■ Cosa fare
1) Riporta come elenco numerato le righe dei record dalla prima fino a quella che contiene "[552,131,580,156]", entrambe incluse. Tralascia le righe vuote.
2) Scrivi il seguito del testo sui Burgundi in Valle d'Aosta, partendo dopo la sua ultima frase.

■ Testo della pagina
::::::::::
Nel secolo successivo, Jean-Baptiste de Tillier era certo che i Burgundi avessero esteso i limiti del loro regno “alla fine del V secolo fino al di là delle Alpi e vicino ai fiumi Po e Thesin, in modo che la valle dell’Aouste entrasse a far parte dei loro domini” (sur la fin du cinquieme siecle jusques au dela des Alpes et pres des rivieres du Pô et du Thesin, de manière que la vallée d’Aôste se trouva enclavée dans leur domaine) [2]. Nella sua Histoire de l’Église d’Aoste (Storia della Chiesa di Aosta), il vescovo Joseph-Auguste Duc scriveva nel 1901 che durante le invasioni germaniche “furono i Burgundi, i più umani tra i barbari, a insediarsi nella valle” (ce furent les Burgondes ou Bourguignons, les plus humains des Barbares, qui vinrent s’établir dans la Vallée) [3].
Analogamente, Carlo Patrucco affermava che “la valle di Aosta formava parte della provincia delle Alpes Graiæ et Penninæ, riunita alla prefettura delle Gallie, conservandosi tale, almeno di nome, fino alla caduta dell’impero romano d’Occidente; in realtà, fino all’invasione dei Burgundi, che la strapparono all’obbedienza diretta dell’Imperatore”[4].
Due lettere di re Teodorico, il toponimo Allinges
Due lettere di re Teodorico, datate 507-518, fanno riferimento a una situazione di instabilità politica e militare in Valle d’Aosta, che si trovava al confine tra il suo regno e quello dei Burgundi: una riguarda il rafforzamento della guarnigione delle clausuræ Augustanæ (identificate con la roccaforte di Bard), l’altra un’accusa di tradimento nei confronti del vescovo di Aosta[5].
Il toponimo Allinges, di origine borgognona, attribuito a una località dell’attuale Comune di Gressan (oggi La Borettaz) e a una casa fortificata nel centro di Aosta, suggerisce che i Burgundi furono a lungo in competizione con i Goti all’inizio del VI secolo. Potrebbe essere il risultato di una spedizione in Italia settentrionale documentata tra il 489 e il 490, o più probabilmente durante il conflitto tra il regno ostrogoto di Teodorico, alleato dei Visigoti, e i Franchi, alleati dei Burgundi, tra il 507 e il 513, come pensava Mochet.
::::::::::
■ Record dell'esercizio
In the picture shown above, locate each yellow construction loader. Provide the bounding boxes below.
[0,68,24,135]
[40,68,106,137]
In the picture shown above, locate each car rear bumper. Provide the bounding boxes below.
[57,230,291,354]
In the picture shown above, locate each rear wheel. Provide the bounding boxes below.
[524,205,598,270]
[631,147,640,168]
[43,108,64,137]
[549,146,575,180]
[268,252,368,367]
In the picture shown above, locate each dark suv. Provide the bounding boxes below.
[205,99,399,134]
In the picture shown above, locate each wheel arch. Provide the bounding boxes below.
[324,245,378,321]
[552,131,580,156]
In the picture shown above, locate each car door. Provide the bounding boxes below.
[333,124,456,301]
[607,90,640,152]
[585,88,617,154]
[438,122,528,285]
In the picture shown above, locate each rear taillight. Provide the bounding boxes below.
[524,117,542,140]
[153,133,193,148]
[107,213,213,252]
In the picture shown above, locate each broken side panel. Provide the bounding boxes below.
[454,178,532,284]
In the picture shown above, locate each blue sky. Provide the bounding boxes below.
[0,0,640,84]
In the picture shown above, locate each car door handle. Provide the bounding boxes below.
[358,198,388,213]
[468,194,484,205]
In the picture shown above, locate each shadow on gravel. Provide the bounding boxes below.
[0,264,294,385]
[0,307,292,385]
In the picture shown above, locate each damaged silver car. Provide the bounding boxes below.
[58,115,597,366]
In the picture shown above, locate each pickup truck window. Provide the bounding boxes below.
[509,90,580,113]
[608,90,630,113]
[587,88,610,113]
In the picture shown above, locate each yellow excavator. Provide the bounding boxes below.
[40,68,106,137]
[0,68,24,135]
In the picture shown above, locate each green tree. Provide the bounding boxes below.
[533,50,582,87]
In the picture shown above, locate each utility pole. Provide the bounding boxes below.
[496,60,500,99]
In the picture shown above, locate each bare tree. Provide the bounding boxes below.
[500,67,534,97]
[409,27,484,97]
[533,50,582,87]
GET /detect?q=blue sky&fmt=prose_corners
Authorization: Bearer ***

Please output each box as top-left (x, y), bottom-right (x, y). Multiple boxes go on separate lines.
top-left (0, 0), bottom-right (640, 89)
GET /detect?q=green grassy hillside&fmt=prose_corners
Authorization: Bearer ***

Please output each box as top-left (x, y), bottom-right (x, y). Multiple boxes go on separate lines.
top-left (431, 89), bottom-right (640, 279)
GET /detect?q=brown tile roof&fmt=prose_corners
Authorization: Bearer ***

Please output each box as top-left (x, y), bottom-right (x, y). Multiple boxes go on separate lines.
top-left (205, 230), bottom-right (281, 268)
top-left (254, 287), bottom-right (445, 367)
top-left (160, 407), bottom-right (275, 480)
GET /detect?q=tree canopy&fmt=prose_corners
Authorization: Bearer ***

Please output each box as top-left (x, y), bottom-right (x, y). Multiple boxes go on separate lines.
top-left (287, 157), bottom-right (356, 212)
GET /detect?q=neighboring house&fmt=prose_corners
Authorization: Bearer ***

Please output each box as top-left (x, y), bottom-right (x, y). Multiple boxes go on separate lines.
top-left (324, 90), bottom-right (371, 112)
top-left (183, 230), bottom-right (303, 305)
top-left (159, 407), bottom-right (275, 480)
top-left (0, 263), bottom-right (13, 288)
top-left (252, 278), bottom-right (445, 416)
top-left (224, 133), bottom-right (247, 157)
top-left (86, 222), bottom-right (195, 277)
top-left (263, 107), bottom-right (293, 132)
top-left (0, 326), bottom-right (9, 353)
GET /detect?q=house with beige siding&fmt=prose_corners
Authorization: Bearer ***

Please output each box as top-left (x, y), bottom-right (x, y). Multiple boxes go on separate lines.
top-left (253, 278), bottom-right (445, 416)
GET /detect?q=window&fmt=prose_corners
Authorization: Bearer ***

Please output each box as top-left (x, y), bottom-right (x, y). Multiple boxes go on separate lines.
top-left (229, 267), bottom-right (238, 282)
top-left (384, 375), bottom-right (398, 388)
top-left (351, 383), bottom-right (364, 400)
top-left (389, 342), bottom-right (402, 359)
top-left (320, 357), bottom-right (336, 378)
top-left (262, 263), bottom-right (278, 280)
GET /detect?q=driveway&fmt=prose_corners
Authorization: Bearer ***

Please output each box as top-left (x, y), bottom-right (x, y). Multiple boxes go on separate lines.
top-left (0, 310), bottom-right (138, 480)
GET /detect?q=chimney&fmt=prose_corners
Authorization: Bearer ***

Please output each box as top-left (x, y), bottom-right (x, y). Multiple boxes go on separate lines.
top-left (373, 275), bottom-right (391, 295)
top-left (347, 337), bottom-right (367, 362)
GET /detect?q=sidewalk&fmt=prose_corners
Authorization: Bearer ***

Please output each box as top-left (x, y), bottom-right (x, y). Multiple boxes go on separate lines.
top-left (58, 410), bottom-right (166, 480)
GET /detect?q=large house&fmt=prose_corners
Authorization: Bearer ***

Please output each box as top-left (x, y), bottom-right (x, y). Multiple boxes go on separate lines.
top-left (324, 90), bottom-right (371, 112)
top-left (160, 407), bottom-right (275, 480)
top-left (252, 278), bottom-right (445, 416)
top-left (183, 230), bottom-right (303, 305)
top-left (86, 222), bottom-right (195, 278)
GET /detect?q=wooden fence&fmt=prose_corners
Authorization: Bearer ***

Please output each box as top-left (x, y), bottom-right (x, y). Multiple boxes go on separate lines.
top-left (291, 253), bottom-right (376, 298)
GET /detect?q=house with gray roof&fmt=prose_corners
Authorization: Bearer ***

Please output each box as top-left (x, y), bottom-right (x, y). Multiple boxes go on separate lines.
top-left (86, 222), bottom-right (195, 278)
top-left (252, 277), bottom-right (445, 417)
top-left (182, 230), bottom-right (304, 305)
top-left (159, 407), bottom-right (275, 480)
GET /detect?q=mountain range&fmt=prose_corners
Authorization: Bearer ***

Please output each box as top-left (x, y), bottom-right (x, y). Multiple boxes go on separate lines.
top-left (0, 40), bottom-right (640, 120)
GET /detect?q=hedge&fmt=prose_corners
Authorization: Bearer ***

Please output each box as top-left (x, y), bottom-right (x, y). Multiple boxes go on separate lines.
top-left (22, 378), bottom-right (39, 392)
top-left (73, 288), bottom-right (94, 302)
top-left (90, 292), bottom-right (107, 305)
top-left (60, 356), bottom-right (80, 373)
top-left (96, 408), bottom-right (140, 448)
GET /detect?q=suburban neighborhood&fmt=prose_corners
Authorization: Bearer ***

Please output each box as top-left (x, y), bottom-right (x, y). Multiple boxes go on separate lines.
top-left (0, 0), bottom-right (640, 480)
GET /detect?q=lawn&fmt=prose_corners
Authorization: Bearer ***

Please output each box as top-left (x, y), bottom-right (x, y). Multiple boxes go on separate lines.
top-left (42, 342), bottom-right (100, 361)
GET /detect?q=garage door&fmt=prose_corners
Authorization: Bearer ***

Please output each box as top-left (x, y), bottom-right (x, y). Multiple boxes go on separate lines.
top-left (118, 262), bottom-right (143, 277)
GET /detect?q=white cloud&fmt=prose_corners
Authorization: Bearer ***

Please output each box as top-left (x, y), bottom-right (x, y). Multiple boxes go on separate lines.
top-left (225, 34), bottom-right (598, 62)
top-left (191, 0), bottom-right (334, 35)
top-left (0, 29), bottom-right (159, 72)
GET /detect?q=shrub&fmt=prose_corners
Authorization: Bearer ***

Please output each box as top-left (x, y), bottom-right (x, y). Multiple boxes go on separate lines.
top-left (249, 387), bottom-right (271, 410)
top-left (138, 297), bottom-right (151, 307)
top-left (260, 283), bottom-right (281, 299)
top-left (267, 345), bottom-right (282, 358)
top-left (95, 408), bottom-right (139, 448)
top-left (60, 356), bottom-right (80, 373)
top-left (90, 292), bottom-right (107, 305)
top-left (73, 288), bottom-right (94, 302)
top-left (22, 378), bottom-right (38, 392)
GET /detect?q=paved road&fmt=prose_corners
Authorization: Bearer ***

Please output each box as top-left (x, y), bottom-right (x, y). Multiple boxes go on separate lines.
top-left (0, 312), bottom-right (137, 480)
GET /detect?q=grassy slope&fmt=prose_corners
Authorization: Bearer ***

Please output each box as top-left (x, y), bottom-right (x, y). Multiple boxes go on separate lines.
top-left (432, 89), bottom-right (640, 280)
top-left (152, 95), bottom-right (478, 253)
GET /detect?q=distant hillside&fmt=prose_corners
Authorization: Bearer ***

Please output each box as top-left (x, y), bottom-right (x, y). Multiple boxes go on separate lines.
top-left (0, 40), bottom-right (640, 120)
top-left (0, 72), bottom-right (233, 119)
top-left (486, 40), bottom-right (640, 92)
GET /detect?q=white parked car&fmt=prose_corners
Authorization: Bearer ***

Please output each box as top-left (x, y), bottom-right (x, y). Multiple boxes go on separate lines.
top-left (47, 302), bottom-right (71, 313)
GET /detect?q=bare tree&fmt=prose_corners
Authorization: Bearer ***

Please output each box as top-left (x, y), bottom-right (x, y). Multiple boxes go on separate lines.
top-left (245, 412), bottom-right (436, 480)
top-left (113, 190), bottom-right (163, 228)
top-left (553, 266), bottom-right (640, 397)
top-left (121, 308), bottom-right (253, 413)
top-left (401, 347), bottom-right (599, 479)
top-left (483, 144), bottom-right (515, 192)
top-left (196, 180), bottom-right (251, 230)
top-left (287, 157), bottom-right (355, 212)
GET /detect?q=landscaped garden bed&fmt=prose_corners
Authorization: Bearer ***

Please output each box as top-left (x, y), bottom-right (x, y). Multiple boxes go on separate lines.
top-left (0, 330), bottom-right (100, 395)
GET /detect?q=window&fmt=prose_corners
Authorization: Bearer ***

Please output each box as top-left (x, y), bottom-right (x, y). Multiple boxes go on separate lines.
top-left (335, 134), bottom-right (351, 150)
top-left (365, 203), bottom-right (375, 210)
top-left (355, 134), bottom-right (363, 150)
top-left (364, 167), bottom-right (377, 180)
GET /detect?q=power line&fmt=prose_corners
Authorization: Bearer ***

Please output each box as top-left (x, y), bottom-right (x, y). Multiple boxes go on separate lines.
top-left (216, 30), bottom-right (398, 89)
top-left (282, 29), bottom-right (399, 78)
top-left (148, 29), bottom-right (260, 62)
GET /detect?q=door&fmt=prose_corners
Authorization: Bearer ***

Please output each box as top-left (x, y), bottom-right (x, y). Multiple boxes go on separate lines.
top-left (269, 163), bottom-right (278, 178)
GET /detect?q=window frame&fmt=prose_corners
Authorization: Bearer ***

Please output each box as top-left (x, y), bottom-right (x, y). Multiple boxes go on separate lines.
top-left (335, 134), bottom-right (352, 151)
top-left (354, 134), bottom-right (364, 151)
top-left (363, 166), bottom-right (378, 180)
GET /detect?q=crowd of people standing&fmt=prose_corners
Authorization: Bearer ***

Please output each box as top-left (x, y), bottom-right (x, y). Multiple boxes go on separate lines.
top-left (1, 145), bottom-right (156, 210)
::::::::::
■ Esiti dei compiti
1)
1. In the picture shown above, locate each yellow construction loader. Provide the bounding boxes below.
2. [0,68,24,135]
3. [40,68,106,137]
4. In the picture shown above, locate each car rear bumper. Provide the bounding boxes below.
5. [57,230,291,354]
6. In the picture shown above, locate each rear wheel. Provide the bounding boxes below.
7. [524,205,598,270]
8. [631,147,640,168]
9. [43,108,64,137]
10. [549,146,575,180]
11. [268,252,368,367]
12. In the picture shown above, locate each dark suv. Provide the bounding boxes below.
13. [205,99,399,134]
14. In the picture shown above, locate each wheel arch. Provide the bounding boxes below.
15. [324,245,378,321]
16. [552,131,580,156]

2)
L’epopea burgunda, una mostra ad Annecy

L’archeologia sarà forse in grado di fornire risposte più affidabili a questa domanda. Nel frattempo, se volete saperne di più sui Burgundi, che hanno attraversato la storia senza troppi clamori, potete consultare il catalogo di un’interessante mostra, L’épopée burgonde. Nascita del Medioevo in Alta Savoia, basata principalmente su scoperte archeologiche effettuate in loco.
Allestita nella prestigiosa cornice del Castello di Annecy, la mostra si è svolta dal 6 giugno al 31 ottobre 2025[6].
Basata sugli scavi della necropoli di Annecy, la mostra (prodotta dai Musei di Annecy in collaborazione con l’Inrap – Institut National de Recherches Archéologiques Préventives) presentava la migrazione e l’insediamento dei Burgundi in Alta Savoia.
Più di 300 oggetti (gioielli, accessori di abbigliamento, armi, oggetti di uso quotidiano), prestati da 19 musei e altre istituzioni culturali, hanno illustrato il dinamismo del loro regno e le sue interazioni con le altre potenze europee, in particolare i Romani e i Franchi.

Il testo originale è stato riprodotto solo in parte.